[begin Extracted text]
After 46 days of al-Bashir’s inauguration, the Shura Council granted confidence to 11 ministerial portfolios he presented, witnessing a change in only two ministries. The Ministry of Higher Education and Scientific Research was granted to Abdel-Mun’im Abdel-Hafez instead of Saeed Adel Mando, and the Ministry of Health to Dr. Mazen Dukhan instead of Hussain Bazzar, with Fadi al-Qasim becoming the Minister of Development succeeding the previous minister, Mohamed al-Bashir (the current head of the government).

Over the past years, the positions in the Salvation Government did not witness radical changes, whether at the level of ministers or the head of the government, as most faces continued to appear in the ministerial lineup.

The director of Public Relations in the Salvation Government, Jamal Shahoud, told Enab Baladi that there are criteria set by the laws that must be met by those nominated for ministerial portfolios, such as academic qualifications, age, among others, without specifying what exactly they are.

He added that the selection of any minister for a portfolio is done through consultative sessions with the Shura committees, community committees, elites, and syndicates concerned, noting that the nomination process from these committees is open, and interviews of the nominees are conducted by the commissioned head of government, who chooses whoever he deems the most competent and suitable to be presented to the General Shura Council for confidence.
[end Extracted text]
[begin Data block]
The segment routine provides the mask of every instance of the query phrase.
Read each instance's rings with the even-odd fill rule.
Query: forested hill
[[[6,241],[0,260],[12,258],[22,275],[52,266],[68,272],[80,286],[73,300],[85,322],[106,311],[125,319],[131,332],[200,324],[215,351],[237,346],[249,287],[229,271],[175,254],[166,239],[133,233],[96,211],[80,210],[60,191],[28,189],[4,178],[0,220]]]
[end Data block]
• _Aim_:
Continue the article about ministerial appointments in the Salvation Government, picking up after its final sentence.

• _Written reply_:
On the other hand, the deputy head of the General Shura Council, Abdul Karim Barakat, stated that the council’s internal system specifies the government’s tenure to be only one year, which is a trial period; whoever proves their competence can gain confidence for a second and a third term.

Barakat added that the shortest governmental period in the world is four years, “but we are in exceptional circumstances, that’s why the term of the government was brief.”

In addition to the Salvation Government, there is the “Administration of the Liberated Areas,” which is considered a service entity parallel to or of a lesser degree than the Salvation Government. It administratively divides the controlled areas into eight administrations: Central, Northern, Sarmada, Harem, Jisr al-Shughour, Ariha, Atmeh, and Idlib.

Shura Council as parliament

In February 2019, the Salvation Government proposed the idea of forming a Shura Council within a general conference named “The General Conference of the Revolution,” held at the Bab al-Hawa crossing with the sponsorship and organization of Tahrir al-Sham. Civil actors within the region refused to engage in the elections, considering the move to be incomplete and driven by the military entity.

The head of the General Conference of the Revolution, Farouk Keshkesh, said at the time that the council would determine the future shape of the government in the province, whether by changing its form or nomenclature, and the foundations it is built upon. The president of the Shura Council (2019–2020), Bassam Sahyouni, told Enab Baladi earlier that “there is a pre-prepared plan for managing the liberated areas to involve all regions in the founding body considered equivalent to a parliament.”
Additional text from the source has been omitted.